__What to do__: Convert the lines below into a JSON list of strings, with one string for each line and no blank lines. Omit the pictures from the output.

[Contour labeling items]

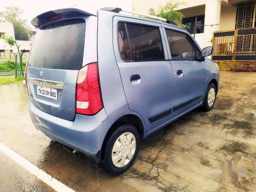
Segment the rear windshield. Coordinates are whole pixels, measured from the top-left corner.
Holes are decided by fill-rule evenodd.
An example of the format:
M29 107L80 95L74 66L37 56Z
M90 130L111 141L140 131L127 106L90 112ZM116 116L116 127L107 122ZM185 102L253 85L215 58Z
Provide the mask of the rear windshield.
M38 29L30 67L77 70L82 67L86 31L82 19L55 22Z

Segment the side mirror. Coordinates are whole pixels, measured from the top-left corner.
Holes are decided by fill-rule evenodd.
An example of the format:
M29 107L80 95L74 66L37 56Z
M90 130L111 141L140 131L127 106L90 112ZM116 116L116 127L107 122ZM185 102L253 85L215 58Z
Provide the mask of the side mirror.
M212 50L213 49L211 46L207 47L203 49L202 52L201 52L201 57L203 58L211 55L211 53L212 53Z

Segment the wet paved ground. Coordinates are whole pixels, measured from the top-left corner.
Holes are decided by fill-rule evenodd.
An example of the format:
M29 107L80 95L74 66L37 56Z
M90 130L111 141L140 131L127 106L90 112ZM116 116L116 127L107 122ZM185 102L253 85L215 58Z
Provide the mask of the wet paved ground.
M76 191L255 191L256 73L221 72L216 105L196 110L142 142L132 167L110 176L32 124L22 83L0 85L0 142ZM0 191L52 189L0 152ZM246 167L241 181L220 181L218 162Z

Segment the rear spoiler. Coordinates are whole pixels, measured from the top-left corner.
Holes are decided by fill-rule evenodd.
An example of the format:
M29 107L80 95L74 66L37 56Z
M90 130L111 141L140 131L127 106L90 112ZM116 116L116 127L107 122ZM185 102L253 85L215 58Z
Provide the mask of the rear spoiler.
M84 10L77 8L65 8L50 11L42 13L31 20L31 24L37 28L48 23L60 18L71 18L82 15L97 16L97 10Z

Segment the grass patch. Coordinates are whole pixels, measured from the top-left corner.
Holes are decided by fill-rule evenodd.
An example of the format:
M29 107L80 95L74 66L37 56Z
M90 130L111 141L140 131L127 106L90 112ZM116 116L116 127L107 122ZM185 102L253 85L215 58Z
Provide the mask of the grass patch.
M25 79L24 77L17 77L15 79L15 76L7 76L0 77L0 84L9 84L13 82L22 82Z
M25 69L26 62L23 62L22 67L23 71ZM14 71L15 70L15 61L8 60L6 61L0 62L0 72Z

__Answer in full__:
[
  "Segment the rear windshield. Coordinates are whole pixels, measured from the top-left corner.",
  "Holes are decided by fill-rule evenodd.",
  "An example of the format:",
  "M29 107L80 95L74 66L37 56Z",
  "M90 130L111 141L140 131L127 106L90 112ZM116 116L116 127L107 122ZM185 102L253 85L215 58Z",
  "Provide the mask of the rear windshield.",
  "M38 29L30 67L77 70L82 67L86 31L82 19L55 22Z",
  "Segment the side mirror. Coordinates are whole pixels, measured from the top-left corner.",
  "Holes are decided by fill-rule evenodd.",
  "An example of the format:",
  "M29 107L80 95L74 66L37 56Z",
  "M90 130L111 141L140 131L127 106L90 112ZM116 116L116 127L107 122ZM185 102L253 85L215 58Z",
  "Provide the mask of the side mirror.",
  "M212 50L213 49L211 46L207 47L203 49L202 52L201 52L201 57L203 58L211 55L211 53L212 53Z",
  "Segment the wet paved ground. Coordinates are whole pixels, measured from the top-left corner.",
  "Holes are decided by fill-rule evenodd.",
  "An example of the format:",
  "M29 107L80 95L74 66L37 56Z",
  "M90 130L111 141L140 131L127 106L90 112ZM116 116L116 127L107 122ZM185 102L253 85L215 58Z",
  "Provide the mask of the wet paved ground.",
  "M76 191L255 191L256 73L221 72L216 105L196 110L142 142L132 167L110 176L32 124L22 83L0 85L0 142ZM0 191L52 189L0 152ZM246 167L241 181L220 181L218 162Z",
  "Segment the rear spoiler. Coordinates are whole pixels, measured from the top-left corner.",
  "Holes are decided by fill-rule evenodd.",
  "An example of the format:",
  "M29 107L80 95L74 66L37 56Z",
  "M90 130L111 141L140 131L127 106L90 112ZM116 116L116 127L107 122ZM185 102L253 85L215 58Z",
  "Provide the mask of the rear spoiler.",
  "M84 10L77 8L65 8L50 11L42 13L31 20L31 24L37 28L48 23L60 18L71 18L82 15L97 16L97 10Z",
  "Segment the grass patch. Coordinates are whole pixels, measured from the top-left corner.",
  "Holes are decided by fill-rule evenodd.",
  "An example of the format:",
  "M29 107L80 95L74 66L37 56Z",
  "M90 130L111 141L140 131L127 106L90 112ZM116 116L116 127L107 122ZM185 102L253 85L215 58Z",
  "Provide the mask of the grass patch.",
  "M25 79L24 77L17 77L15 79L15 76L7 76L0 77L0 84L9 84L13 82L22 82Z",
  "M25 69L26 62L23 62L22 67L23 71ZM14 71L15 70L15 61L8 60L6 61L0 62L0 72Z"
]